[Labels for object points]
______________________________
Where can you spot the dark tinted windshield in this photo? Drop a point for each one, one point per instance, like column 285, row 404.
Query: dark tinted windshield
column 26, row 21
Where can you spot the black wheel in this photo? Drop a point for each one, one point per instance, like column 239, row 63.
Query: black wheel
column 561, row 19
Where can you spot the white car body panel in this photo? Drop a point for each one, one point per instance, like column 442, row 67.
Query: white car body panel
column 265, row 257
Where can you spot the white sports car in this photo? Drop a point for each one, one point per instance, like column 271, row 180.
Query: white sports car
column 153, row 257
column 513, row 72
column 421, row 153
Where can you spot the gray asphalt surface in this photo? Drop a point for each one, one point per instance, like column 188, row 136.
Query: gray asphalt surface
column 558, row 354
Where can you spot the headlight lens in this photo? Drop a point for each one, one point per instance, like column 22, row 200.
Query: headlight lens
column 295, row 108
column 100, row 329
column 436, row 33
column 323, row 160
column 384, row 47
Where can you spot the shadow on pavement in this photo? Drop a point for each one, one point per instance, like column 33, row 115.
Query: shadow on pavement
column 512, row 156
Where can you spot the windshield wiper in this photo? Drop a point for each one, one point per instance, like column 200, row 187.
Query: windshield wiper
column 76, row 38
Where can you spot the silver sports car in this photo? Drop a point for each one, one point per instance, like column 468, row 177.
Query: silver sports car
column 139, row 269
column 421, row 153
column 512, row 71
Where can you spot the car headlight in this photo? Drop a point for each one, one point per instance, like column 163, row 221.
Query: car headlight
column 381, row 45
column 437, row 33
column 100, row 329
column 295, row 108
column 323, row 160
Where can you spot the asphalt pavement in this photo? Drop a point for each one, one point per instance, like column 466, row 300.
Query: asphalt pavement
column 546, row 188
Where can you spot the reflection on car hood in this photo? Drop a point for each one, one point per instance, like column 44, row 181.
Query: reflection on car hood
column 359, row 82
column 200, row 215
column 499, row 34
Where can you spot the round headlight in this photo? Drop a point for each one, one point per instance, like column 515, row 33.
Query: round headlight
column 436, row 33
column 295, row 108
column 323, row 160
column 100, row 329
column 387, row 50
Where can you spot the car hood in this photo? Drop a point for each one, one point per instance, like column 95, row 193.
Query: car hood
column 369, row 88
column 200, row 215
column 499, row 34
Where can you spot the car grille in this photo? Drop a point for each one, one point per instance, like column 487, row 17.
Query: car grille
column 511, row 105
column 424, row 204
______________________________
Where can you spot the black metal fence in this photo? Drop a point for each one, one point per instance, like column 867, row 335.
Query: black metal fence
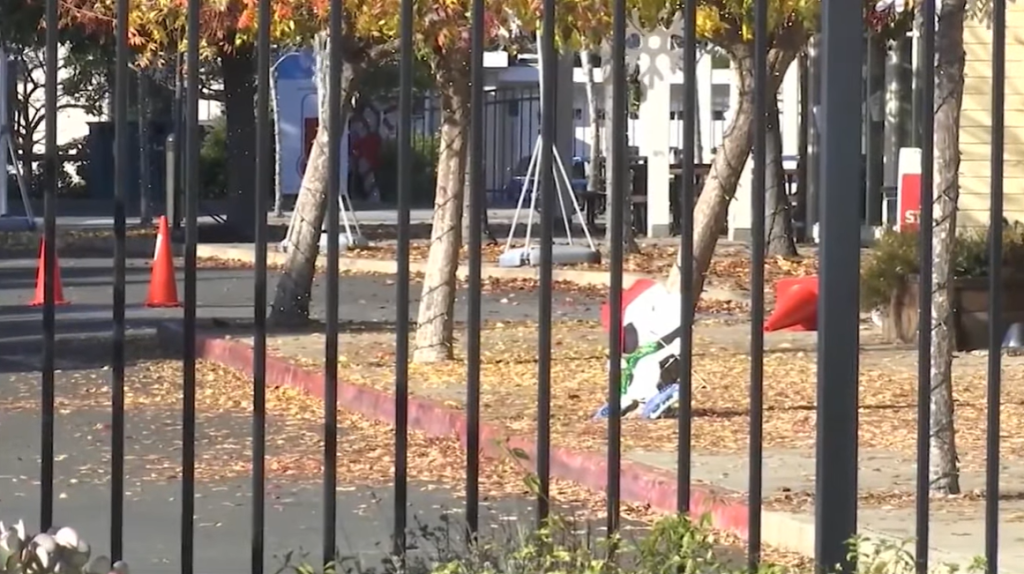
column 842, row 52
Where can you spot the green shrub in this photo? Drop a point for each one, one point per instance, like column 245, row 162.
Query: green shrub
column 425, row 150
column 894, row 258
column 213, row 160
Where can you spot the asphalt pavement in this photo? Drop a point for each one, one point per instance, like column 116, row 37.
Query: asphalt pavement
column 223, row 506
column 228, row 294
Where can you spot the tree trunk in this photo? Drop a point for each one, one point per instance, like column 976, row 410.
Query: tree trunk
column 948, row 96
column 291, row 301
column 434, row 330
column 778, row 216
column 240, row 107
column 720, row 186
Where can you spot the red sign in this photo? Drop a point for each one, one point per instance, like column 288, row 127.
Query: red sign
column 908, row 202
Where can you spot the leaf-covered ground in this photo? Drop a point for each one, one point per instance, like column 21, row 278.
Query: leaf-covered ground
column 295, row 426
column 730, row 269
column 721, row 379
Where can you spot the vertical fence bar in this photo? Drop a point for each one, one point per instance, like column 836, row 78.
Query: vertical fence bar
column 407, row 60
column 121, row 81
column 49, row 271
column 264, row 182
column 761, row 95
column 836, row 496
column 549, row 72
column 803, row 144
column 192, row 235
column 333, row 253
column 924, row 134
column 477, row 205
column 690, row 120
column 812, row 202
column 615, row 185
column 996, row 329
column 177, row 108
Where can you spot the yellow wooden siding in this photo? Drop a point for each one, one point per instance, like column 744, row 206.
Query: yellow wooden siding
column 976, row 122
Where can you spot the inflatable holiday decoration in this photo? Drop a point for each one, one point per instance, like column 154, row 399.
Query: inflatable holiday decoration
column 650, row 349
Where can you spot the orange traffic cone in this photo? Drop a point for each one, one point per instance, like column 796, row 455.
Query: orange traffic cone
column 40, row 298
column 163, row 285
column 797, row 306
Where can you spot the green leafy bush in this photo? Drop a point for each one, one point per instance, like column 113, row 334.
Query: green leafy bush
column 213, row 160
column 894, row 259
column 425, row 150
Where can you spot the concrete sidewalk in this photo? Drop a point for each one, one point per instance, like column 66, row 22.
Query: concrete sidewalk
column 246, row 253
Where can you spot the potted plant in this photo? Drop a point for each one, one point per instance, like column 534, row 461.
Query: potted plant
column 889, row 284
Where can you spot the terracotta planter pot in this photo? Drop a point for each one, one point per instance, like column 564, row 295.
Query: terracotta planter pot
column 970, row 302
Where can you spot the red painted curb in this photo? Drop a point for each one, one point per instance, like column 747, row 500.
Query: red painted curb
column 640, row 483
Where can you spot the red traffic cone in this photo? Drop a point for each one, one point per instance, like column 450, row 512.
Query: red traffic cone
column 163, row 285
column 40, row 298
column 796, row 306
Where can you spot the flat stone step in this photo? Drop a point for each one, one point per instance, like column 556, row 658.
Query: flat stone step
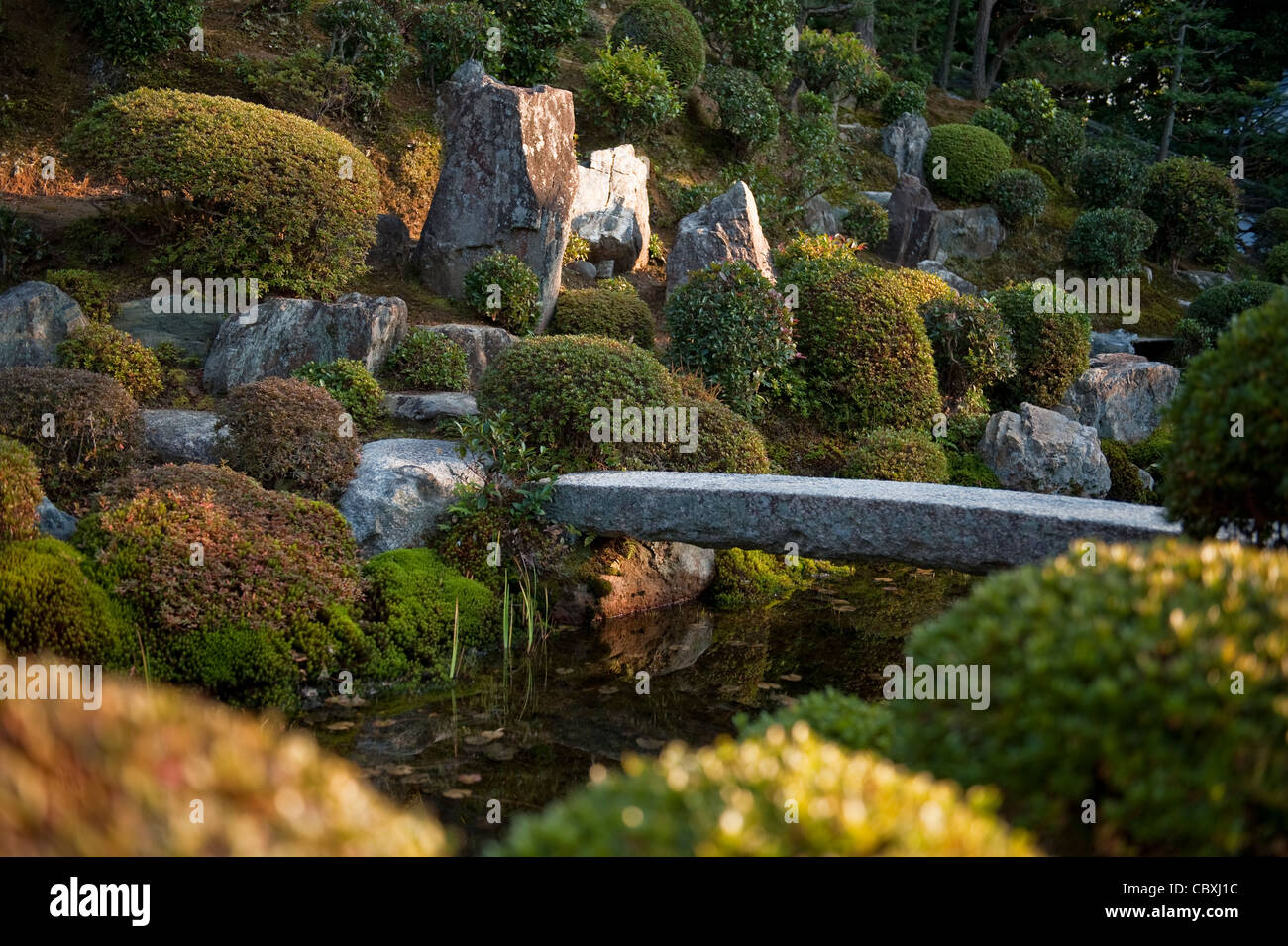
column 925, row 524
______________________________
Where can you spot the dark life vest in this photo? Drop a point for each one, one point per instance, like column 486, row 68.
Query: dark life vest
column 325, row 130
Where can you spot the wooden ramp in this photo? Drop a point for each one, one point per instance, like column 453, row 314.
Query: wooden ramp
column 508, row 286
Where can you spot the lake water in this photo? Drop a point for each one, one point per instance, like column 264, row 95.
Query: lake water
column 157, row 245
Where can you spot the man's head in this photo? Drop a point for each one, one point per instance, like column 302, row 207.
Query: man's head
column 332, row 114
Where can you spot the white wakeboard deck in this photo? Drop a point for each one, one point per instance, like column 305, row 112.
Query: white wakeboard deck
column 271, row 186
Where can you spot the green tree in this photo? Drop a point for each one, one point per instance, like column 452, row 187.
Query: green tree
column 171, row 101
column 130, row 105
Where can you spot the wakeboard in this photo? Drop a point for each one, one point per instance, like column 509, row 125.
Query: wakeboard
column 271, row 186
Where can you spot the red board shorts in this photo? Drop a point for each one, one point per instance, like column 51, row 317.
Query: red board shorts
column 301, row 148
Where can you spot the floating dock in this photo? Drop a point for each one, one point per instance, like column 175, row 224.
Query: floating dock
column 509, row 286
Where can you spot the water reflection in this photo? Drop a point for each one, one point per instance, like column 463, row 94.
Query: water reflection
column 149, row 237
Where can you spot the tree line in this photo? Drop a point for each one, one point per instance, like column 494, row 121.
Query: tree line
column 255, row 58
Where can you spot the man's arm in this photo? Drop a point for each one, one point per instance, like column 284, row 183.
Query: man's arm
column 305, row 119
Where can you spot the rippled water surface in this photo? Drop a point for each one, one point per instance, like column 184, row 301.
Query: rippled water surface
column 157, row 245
______________________________
- [TASK STATEMENT]
Render the material above as a numbered list, starting at the line that contains "Where can you spot the dark tinted" and ending at the line that contains "column 561, row 19", with both of those lines included. Leave out any blank lines.

- [FULL OUTPUT]
1. Where can you spot the dark tinted windshield in this photo? Drop a point for each one, one point per instance, like column 285, row 404.
2. Query: dark tinted windshield
3. column 26, row 21
4. Where can you spot the black wheel in this photo? Drop a point for each one, one point per instance, like column 239, row 63.
5. Query: black wheel
6. column 561, row 19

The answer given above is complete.